:: ARTICLE ::
==============================
Being normal that’s a big accolade when once you’ve entered devotee life. I think it’s the highest compliment anyone ever paid me, “You’re like, normal.” It was like that was a good day for me.

Next week’s is an extension of the idea from this week’s class about being regulated and habits. So we can talk about what regulated means. There’s a time and place for breaking out of regulation as well. And we can talk about that. Any any thoughts, questions, ideas, comments?

Yadunath 15:34
I’d like to point out that Mike sent on the chat here, that Prabhupada was very active in later life. And it’s a really good point, because you were talking earlier about, am I supposed to- can I sit back now, and it seems like there are two different, potentially two different kinds of activity, you know, material activity and spiritual activity. Of course, you can bring the spiritual to your material life. And that’s what we’re trying to do overall. At some point, when your material needs are all taken care of, and you still got some time left, and like you said, you know, you still got the energy, but you feel it maybe receding a little bit. In any case, whatever we do have, at that time, direct it toward our spiritual lives. Prbhupada set out just about 70 years old, you know, going cross seas to start a worldwide movement, you know. So, he wasn’t sitting back, and it’s a really challenging thing. I mean, you’re that age now. And I’m thinking about getting there soon enough. And, wow, I don’t think I’d be wanting to travel and start a movement in a place I’ve never been to before.

Joshua 16:53
Prabhupada very kindly accepted me as a disciple in January of 1970. So I’ve been doing this for more than 50 years. To this day, I do not know how he got on that boat. I don’t know how he did it. I don’t know how or why he would leave Vrindavan, this beautiful, spiritual home of Krishna and the eternal world, to come to the Lower East Side of New York City, and be exposed to all of that madness, all that craziness. I don’t know how he did that. I think there’s only one explanation. That’s love. He said once I love Govinda and therefore I love all of you. I mean, it’s through that love of God that he was experiencing discomfort seeing us, you and you and you and you and you and me uncomfortable in our lives, and he wanted to help do something about that. Who does that? Who leaves at age 70? You’re right. Yeah, it’s a good reminder, we can all do more than we think we can. So that’s a good reminder.

Yadunath 18:05
We have a determination, you know, the sincere desire and the determination then Krishna gives us what we need.

Joshua 18:13
Yeah, Sir Edmund Hillary, who I believe was the first person to climb Mount Everest, once is credited with having said, when you make a commitment to a very difficult task, it is after you have made that commitment, that resources come to your aid that you could never have imagined. The universe is filled with energies, filled with all kinds of resources, unless you open the door unless you show that you’re going to do something, all of those resources have no place to go to. So it’s up to us to take the first step. A good reminder. Thank you. I knew there was a reason to have you on this call this evening.
==============================
:: MATERIAL SUPPLIED ::

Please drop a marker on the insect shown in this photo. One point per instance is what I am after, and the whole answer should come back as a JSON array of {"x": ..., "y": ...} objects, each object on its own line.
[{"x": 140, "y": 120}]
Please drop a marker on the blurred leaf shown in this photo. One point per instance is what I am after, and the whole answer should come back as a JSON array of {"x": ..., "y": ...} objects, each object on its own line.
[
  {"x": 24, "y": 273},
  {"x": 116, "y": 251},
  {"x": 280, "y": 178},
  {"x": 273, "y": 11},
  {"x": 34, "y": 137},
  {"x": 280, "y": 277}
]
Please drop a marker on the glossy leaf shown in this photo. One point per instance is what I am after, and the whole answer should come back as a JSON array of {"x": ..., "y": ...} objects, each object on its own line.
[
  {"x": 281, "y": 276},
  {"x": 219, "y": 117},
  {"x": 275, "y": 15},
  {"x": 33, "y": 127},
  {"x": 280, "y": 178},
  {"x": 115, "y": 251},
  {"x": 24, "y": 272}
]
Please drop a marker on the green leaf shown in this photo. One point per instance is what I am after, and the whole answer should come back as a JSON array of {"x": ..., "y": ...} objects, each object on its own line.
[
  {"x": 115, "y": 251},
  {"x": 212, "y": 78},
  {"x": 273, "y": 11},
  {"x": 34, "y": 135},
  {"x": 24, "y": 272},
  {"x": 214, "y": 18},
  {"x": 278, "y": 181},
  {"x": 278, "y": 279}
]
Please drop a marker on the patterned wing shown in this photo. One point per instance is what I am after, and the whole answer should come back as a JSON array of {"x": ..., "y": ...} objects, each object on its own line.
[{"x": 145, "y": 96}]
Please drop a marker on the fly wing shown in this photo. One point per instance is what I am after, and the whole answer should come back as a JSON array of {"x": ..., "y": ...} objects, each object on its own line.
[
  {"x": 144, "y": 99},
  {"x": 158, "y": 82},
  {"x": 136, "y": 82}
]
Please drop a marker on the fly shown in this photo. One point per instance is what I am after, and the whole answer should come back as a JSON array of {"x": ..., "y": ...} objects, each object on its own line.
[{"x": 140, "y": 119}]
==============================
:: ACTIONS TO TAKE ::
A – Reproduce the transcript from "Being normal that’s" to "day for me.".
B – According to the transcript, in what month and year did Prabhupada accept Joshua as a disciple?
The listing comes from a separate source.

:: EXPECTED RESULTS ::
A –
Being normal that’s a big accolade when once you’ve entered devotee life. I think it’s the highest compliment anyone ever paid me, “You’re like, normal.” It was like that was a good day for me.

B – January 1970.